Pecacheu's Math Solver 3000

This started out as a joke when I told my friends "Bet I can just write a program that'll do my math homework for me."

It's been a while since then, and at this rate, it's getting complex! (Math pun? You decide :P) I'd say it's already surpassed the functionality of my TI-84+ and then some. Figured this monstrosity could use some version management, and maybe help a few other struggling students along the way, so here we are!

Disclaimer: All formulas and techniques are created by my dumb Rai butt via textbooks and scouring the internet, so accuracy is not guaranteed, but I always test with as many crazy edge-cases as I can! (Sure, I could do all my homework by hand, and probably have less work on my plate than maintaining this... But c'mon, where's the fun in that?)

== NEW in v2.0 ==

  • Arbitrary-precision float support for >64-bit accuracy. To infinity and beyond!
  • Matrix and vector support! Matrix solver support coming soon. MATLAB can suck on my free and open-source Rai beans >:3

Installation

Install Git (or download the latest release directly), then in Linux Bash, or PowerShell on Windows, run the commands below. AutoLoader should install Node.js for you!

git clone --recurse-submodules https://github.com/Pecacheu/Solver
cd Solver
./solver.sh ? [Linux]
./solver ? [Windows]

Usage

You can run commands directly, eg. solver mp "x^2" "2x + 5", or just enter RUN mode with solver, then call another mode using the ` symbol. Try `mp "x^2" "2x + 5" or `g "(x/2-1)^2-1" 0 0 4

In RUN Mode (Default)

  • Type ? for command list & help
  • Run multiple statements on the same line with ; between them
  • Run a command with `<cmd> [arg1] [arg2]... (You can enclose args in quotes)
  • Set a variable (a-z) ex. x = 2*3 -> x = 6
  • Solve a formula ex. (x^2 + 6)/3 -> 14
  • Simplify a formula ex. x^3 + 4x^3 -> 5x^3
  • Numbers can also be in Scientific notation ex. 2.2e+4 -> 22000
  • sv = Toggle Substitute Variables (Default: On)
  • dec/frac = Toggle Decimal/Fractional Results (Default: Frac)
  • deg = Toggle Degrees/Radians Mode (Default: Radians)
  • js = Code mode (Allows direct eval of JavaScript)
  • vars = List Variables
  • del <x> = Delete Var
  • Type q to quit

Functions (Use in Polynomials)

  • sqrt(x) Square Root
  • cbrt(x) Cube Root
  • abs(x) or |x| Absolute Value
  • ln(x) Natural Logarithm (Base e)
  • log(x,b=10) Logarithm Base b (Default 10)
  • sin|cos|tan|sec|csc|cot(x) Sine functions
  • asin|acos|atan(x) Arcsine functions (Inverse Sine)
  • rad(x) Convert degrees to radians
  • deg(x) Convert radians to degrees

- perm(n,r) Permutation (n!/(n-r)!)
- comb(n,r) Combination (n!/(r!(n-r)!))
- x! Factorial (Equivalent to perm where r=n-1)

  • P = Pi (~3.14)
  • e = Euler's number (~2.718)

Matrix Functions

  • [a b-1 c; d (e^2 + 5) f; g h i] Create a 3x3 Matrix (MATLAB Syntax)

◆ ◆ ◆ ◆ ◆

* **Short problem 1**
Decide whether each statement below agrees with the solver page. Answer yes or no for each, and quote the words from the page that decide it.
(a) In RUN mode, angles are handled in degrees by default.
(b) The log function uses base 10 unless another base is given.
(c) Version 2.0 already includes matrix solver support.

◆ ◆ ◆ ◆ ◆

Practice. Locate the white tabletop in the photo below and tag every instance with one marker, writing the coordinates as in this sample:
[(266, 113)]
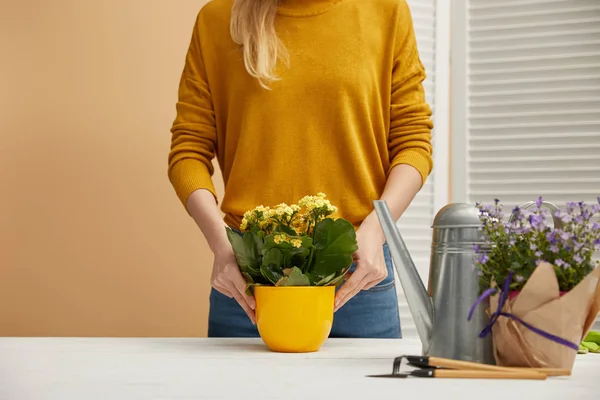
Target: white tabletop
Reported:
[(168, 369)]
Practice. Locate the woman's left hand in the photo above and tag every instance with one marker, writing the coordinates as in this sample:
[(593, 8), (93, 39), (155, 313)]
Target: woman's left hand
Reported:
[(370, 263)]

◆ ◆ ◆ ◆ ◆

* **Short problem 2**
Reproduce, line for line, both entries that follow the solver page, leaving the picture out.

* **Exercise output 1**
(a) No: "deg = Toggle Degrees/Radians Mode (Default: Radians)"
(b) Yes: "log(x,b=10) Logarithm Base b (Default 10)"
(c) No: "Matrix solver support coming soon."

* **Exercise output 2**
Practice. Locate the white tabletop in the photo below and tag every instance with one marker, writing the coordinates as in this sample:
[(266, 113)]
Target: white tabletop
Reported:
[(168, 369)]
Practice. Locate the woman's left hand in the photo above and tag every instance with one marker, writing the coordinates as in this sample:
[(593, 8), (93, 39), (155, 313)]
Target: woman's left hand
Reported:
[(370, 263)]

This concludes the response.